• **REQUIREMENT**: Among the lines of the records, please find those that contain the word "water" and copy them.

(Point-per-instance localization data)
= = = = =
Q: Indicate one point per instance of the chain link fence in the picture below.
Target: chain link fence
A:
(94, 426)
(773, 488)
= = = = =
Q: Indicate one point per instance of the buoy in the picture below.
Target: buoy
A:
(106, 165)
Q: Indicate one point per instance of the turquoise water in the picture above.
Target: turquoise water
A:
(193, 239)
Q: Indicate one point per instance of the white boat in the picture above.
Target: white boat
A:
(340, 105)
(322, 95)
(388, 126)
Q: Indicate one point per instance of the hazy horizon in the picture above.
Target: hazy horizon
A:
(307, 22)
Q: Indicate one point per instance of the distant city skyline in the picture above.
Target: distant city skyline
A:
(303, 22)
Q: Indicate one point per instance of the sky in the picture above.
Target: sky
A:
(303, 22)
= = = = =
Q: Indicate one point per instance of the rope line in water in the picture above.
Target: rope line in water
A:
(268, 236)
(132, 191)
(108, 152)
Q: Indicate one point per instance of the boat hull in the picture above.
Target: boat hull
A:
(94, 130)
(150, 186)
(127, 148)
= = = = =
• **EXERCISE SOLUTION**:
Q: Indicate one point per instance of the turquoise water in the picture above.
Target: turquoise water
Q: Indicate one point per instance of the rope line in water in the picture above.
Target: rope line in water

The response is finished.